-- Begin READING PASSAGE --

Being a fan of someone from another region, means accepting their language and culture, along with the extra steps you might have to take to understand them.

This sentiment is shared by many fans of different areas, but more so by K-pop fans especially those who are not Korean speakers. They often have to rely on translators or native Korean speakers to translate song lyrics, comments made by the artist and any official notice brought out by the company. 

BTS is one of the biggest K-pop groups right now, and being their fan I’ve had to depend on fans or the company to bring translations of everything that the boys do in order to understand them better. Of course, music transcends language, but when they are talking in general then understanding them just makes it even better. 

That is why it was so exciting to learn that BTS and their managing agency, Big Hit, would be releasing a series of 30 Korean language lessons on their social media app Weverse starting from March 24th.

Learn Korean With BTS?

The series called ‘Learn Korean With BTS,’ is a video based educational content meant to help the fans better understand BTS’ native language. 

Each episode is around 3 minutes long, with clips being used from previous BTS video series like ‘Run BTS!’ from VLive and YouTube’s ‘Bangtan Bomb’ and ‘BTS Episode’.

-- End READING PASSAGE --

• _REQUIRED ACTIONS_:
[1] Rewrite the records starting at the line containing "As a warehouse robot's perception module, locate aircraft door" and ending at the line containing "50, 398, 85, 412", swapping "plan a grasp" for "plan a pick" and leaving everything else unchanged.
[2] Write the next part of the article about the "Learn Korean With BTS" lesson series, starting after its last sentence.

-- Begin EXTRACTED DATA --

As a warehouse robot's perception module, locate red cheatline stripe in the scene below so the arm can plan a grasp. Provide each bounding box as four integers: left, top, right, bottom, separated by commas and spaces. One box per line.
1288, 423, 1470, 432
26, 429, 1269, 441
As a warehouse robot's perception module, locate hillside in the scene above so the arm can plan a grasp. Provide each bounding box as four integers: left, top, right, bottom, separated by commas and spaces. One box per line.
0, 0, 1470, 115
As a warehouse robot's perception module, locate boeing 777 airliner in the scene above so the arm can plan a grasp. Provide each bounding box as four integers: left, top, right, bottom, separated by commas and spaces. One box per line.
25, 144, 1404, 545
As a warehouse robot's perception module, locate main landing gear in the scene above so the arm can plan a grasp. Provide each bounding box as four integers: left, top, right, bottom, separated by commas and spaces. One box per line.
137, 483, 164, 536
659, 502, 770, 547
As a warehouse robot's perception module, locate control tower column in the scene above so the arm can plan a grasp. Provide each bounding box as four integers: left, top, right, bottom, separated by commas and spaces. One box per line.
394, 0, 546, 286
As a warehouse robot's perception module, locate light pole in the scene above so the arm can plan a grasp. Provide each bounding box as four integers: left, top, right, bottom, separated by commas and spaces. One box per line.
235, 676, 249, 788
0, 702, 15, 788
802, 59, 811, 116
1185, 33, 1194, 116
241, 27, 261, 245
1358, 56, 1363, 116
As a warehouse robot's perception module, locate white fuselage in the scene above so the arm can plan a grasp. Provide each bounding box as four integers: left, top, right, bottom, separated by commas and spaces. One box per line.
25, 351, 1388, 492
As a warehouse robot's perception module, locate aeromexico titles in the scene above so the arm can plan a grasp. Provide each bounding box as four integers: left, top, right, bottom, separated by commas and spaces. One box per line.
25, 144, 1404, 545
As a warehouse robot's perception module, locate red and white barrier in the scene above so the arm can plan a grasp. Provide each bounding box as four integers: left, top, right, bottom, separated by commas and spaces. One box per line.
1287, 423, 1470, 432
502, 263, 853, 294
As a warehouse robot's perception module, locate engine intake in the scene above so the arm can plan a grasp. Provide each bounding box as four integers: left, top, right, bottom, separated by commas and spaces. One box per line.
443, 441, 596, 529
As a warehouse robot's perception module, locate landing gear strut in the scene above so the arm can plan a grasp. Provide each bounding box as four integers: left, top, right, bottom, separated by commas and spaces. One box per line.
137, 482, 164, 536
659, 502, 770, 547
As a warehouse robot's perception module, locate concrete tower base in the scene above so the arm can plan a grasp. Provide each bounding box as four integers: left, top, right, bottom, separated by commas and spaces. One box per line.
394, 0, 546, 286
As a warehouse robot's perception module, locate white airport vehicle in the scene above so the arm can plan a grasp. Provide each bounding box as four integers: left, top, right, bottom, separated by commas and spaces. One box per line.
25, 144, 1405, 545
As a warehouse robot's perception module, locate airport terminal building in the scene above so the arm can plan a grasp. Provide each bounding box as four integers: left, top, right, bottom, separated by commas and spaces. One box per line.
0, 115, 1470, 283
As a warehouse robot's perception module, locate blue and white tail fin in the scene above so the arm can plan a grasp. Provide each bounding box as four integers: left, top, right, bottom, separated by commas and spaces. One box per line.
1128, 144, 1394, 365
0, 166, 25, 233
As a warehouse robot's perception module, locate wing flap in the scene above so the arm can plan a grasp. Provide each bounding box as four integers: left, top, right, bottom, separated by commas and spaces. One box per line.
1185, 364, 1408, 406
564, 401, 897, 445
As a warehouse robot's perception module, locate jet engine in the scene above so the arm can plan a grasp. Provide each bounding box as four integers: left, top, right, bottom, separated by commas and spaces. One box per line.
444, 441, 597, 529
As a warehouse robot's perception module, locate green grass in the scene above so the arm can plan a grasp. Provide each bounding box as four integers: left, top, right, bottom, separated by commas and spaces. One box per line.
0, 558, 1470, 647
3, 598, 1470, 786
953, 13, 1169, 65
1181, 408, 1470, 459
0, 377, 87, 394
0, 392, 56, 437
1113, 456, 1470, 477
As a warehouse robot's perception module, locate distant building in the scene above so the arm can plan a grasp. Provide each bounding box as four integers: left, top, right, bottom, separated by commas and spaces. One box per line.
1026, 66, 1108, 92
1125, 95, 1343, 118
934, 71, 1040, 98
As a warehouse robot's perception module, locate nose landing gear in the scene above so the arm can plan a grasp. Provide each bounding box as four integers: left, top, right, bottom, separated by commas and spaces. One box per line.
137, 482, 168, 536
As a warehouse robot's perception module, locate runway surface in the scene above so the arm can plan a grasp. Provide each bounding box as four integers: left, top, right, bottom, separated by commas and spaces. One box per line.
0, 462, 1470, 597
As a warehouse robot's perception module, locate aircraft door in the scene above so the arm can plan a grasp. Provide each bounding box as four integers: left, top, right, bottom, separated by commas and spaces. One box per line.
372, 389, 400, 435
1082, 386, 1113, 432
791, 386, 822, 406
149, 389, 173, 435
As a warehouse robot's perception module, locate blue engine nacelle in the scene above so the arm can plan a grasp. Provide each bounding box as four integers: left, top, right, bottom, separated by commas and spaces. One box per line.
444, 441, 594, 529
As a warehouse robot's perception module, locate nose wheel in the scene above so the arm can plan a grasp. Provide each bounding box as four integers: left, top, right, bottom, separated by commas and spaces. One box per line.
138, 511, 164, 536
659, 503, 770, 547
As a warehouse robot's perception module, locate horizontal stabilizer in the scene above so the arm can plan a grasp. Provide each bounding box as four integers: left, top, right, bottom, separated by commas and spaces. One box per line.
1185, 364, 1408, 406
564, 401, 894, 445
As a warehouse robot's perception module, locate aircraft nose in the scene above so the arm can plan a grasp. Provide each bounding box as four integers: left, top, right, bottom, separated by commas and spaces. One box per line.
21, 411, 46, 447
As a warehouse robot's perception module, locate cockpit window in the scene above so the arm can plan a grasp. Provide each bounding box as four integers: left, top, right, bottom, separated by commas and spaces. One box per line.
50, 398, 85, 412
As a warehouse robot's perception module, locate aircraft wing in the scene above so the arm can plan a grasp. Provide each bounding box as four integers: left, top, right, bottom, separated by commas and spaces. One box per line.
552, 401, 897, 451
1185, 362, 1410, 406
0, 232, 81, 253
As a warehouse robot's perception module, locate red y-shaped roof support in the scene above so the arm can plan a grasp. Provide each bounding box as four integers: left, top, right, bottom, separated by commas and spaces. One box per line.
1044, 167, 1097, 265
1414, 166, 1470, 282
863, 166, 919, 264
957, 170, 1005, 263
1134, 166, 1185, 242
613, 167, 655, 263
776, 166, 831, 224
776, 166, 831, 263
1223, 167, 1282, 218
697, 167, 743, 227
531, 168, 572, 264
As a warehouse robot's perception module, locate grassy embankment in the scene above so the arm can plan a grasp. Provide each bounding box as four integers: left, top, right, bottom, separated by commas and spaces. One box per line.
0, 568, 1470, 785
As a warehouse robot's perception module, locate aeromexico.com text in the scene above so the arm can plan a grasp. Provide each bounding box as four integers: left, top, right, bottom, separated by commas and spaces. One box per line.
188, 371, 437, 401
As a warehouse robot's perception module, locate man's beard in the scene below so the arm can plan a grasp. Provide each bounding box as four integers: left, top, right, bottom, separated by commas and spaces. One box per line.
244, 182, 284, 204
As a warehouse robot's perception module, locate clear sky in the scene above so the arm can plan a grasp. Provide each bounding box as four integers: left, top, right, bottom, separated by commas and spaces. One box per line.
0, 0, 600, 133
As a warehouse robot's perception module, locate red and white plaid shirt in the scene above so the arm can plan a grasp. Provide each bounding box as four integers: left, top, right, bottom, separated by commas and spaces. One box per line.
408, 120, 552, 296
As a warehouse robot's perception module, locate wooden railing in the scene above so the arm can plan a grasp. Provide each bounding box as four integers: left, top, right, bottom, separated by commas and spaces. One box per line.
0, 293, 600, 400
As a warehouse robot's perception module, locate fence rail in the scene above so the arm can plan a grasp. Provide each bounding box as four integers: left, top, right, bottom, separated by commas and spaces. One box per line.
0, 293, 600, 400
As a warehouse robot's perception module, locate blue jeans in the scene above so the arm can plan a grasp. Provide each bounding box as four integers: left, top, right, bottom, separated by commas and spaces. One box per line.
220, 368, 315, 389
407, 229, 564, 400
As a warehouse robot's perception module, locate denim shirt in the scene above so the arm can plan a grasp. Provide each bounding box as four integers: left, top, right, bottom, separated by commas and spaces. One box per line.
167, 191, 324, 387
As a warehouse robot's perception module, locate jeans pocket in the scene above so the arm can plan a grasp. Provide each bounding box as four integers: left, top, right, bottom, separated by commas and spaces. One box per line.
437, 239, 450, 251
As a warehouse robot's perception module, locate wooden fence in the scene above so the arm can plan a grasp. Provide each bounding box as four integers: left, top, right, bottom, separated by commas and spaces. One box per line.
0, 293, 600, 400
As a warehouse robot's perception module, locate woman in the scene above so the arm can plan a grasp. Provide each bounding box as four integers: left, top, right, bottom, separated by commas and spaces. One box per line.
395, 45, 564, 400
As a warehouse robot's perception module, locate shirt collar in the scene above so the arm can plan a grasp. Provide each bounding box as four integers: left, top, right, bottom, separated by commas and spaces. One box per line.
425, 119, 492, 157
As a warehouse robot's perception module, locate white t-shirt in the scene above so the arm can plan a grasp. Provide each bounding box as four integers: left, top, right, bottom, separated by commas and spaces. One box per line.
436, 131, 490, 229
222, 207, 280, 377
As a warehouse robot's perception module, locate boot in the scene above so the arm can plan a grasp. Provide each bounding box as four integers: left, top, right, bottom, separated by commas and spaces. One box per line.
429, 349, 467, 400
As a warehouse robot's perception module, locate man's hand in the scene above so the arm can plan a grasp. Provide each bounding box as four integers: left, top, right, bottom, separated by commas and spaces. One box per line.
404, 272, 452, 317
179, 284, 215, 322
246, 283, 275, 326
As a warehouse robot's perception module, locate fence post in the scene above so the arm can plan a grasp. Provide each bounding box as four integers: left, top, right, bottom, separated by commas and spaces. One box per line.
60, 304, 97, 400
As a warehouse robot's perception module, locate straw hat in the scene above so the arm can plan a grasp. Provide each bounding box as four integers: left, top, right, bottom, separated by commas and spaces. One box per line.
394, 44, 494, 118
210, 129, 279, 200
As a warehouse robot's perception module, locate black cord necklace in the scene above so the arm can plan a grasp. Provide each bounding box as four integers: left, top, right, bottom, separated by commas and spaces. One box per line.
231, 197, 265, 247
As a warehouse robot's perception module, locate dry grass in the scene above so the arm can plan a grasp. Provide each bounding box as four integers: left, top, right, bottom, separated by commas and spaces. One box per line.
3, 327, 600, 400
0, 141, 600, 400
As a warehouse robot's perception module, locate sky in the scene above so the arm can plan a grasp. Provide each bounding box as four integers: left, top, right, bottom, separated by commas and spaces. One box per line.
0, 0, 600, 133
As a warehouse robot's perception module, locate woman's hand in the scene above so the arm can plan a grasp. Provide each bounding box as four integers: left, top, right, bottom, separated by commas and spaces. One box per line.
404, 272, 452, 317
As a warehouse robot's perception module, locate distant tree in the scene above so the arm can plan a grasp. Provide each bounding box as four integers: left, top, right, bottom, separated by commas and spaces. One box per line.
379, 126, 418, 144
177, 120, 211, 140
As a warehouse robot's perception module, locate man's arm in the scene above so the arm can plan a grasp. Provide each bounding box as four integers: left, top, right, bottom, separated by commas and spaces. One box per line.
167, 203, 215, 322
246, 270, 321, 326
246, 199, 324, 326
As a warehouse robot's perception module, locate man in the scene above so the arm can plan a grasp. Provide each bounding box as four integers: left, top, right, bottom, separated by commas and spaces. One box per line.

-- End EXTRACTED DATA --

• _REPLIES_:
[1]
As a warehouse robot's perception module, locate aircraft door in the scene above so the arm can plan a pick. Provide each bounding box as four integers: left, top, right, bottom, separated by commas and spaces. One box per line.
372, 389, 400, 435
1082, 386, 1113, 432
791, 386, 822, 406
149, 389, 173, 435
As a warehouse robot's perception module, locate blue engine nacelle in the scene above so the arm can plan a pick. Provide each bounding box as four integers: left, top, right, bottom, separated by commas and spaces. One box per line.
444, 441, 594, 529
As a warehouse robot's perception module, locate nose wheel in the scene above so the arm can plan a pick. Provide each bounding box as four integers: left, top, right, bottom, separated by commas and spaces. One box per line.
138, 511, 164, 536
659, 503, 770, 547
As a warehouse robot's perception module, locate horizontal stabilizer in the scene above so the arm can plan a pick. Provide each bounding box as four integers: left, top, right, bottom, separated by commas and spaces. One box per line.
1185, 364, 1408, 406
564, 401, 894, 445
As a warehouse robot's perception module, locate aircraft nose in the scene above so the arm can plan a pick. Provide each bounding box as four integers: left, top, right, bottom, separated by commas and spaces. One box per line.
21, 411, 46, 447
As a warehouse robot's perception module, locate cockpit window in the scene above so the arm can plan a pick. Provide each bounding box as four integers: left, top, right, bottom, separated by commas and spaces. One box per line.
50, 398, 85, 412

[2]
Clips from all this video content will be rearranged to help viewers understand Korean expressions and some grammar pointers that are often used by the 7 members, RM, Jin, J-Hope, Suga, Jimin, V and Jungkook.

Apparently, Professor Heo Yong of the Department of Korean Education at the Hankuk University of Foreign Studies and professors and researchers from Korea Language Contents Institute helped in building the content for this series. 

In a statement Big Hit said, “We are planning Korean education contents to improve our accessibility. We hope that through learning Korean, global fans will be able to deeply empathize with the music of artists and enjoy a wide range of contents.”

The first three episodes were released today, with the

  • first episode focusing on vocabulary and Korean consonants
  • second episode focusing on how to introduce oneself
  • third episode focusing on common phrases like – hello, goodbye and such

The videos are free of cost on their app and new episodes will be released every Monday at 9:00PM KST.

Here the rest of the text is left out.